Could you write out every entry exactly as it stands?

### Task material
═══
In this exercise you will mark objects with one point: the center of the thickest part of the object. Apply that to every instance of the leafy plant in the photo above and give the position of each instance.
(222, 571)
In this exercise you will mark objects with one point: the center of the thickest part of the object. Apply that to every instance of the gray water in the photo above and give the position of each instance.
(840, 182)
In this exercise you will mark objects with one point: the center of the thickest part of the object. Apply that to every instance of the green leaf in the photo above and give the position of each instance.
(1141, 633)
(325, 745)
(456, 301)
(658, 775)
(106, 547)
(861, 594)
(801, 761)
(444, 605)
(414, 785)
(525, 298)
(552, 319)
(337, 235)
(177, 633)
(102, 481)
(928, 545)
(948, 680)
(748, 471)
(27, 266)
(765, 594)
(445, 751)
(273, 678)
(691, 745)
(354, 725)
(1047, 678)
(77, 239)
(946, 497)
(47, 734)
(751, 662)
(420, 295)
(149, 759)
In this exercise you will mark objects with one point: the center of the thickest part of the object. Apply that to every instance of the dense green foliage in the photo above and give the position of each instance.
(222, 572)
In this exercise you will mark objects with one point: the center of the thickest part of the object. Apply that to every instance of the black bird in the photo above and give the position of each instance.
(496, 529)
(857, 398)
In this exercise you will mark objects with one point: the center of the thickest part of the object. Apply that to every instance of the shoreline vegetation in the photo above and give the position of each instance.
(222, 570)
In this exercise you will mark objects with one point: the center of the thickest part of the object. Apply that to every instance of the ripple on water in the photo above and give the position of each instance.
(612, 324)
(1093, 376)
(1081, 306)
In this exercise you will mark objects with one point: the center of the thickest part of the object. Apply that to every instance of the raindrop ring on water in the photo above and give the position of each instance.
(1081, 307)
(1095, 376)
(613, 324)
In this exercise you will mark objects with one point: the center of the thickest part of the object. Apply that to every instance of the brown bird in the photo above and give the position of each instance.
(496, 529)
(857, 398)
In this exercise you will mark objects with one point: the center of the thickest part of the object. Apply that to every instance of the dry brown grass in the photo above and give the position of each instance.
═══
### Response to this task
In this exercise you will mark objects with one point: the center of the thickest part of the object. Apply that to every instance of the leafy plant in the photo above and give the position of each instance.
(222, 571)
In this exercise you will mark objects with one point: the center of the thickest part of the object. Apply that to every instance of the gray water in the photo above and give the position of each instance.
(840, 182)
In this exercise you will mark objects with one point: the center of the thickest part of the object. Apply that to every instance of the green leaf in the photo above and give the position of each instance.
(1141, 633)
(325, 745)
(456, 301)
(658, 775)
(106, 547)
(861, 594)
(801, 761)
(444, 605)
(414, 785)
(525, 298)
(552, 319)
(337, 235)
(177, 633)
(102, 481)
(928, 545)
(948, 680)
(748, 471)
(27, 266)
(765, 594)
(445, 751)
(273, 678)
(691, 745)
(354, 725)
(1047, 678)
(77, 239)
(946, 497)
(47, 734)
(751, 662)
(420, 295)
(149, 759)
In this exercise you will mark objects with one point: the center of the thickest part of the object. Apply that to every instance of the dense green foliage in the photo above and give the position of each instance.
(222, 572)
In this exercise you will mark objects with one point: the center of the thickest part of the object. Apply that to every instance of the black bird in the photo above and give the position of each instance.
(496, 529)
(857, 398)
In this exercise you will mark objects with one point: the center of the thickest part of the object. Apply that to every instance of the shoreline vegetation in the photo above and give the position of each instance.
(222, 570)
In this exercise you will mark objects with one point: the center of the thickest part of the object. Apply that to every instance of the ripple on water in the photo above and give the position of each instance.
(612, 324)
(1093, 376)
(1081, 306)
In this exercise you will mark objects with one point: the center of the thickest part of the object. Apply that to every instance of the raindrop ring on water in the photo above and give the position of each instance.
(1081, 307)
(1095, 376)
(613, 324)
In this exercise you will mark objects with one point: the center of the thickest part of the object. Apply that to every instance of the brown bird in the photo above and give the position of each instance.
(496, 529)
(857, 398)
In this exercise you will mark objects with one point: the center of the thickest part of the object. Apply that to every instance of the dry brown grass in the photo above and give the position of each instance.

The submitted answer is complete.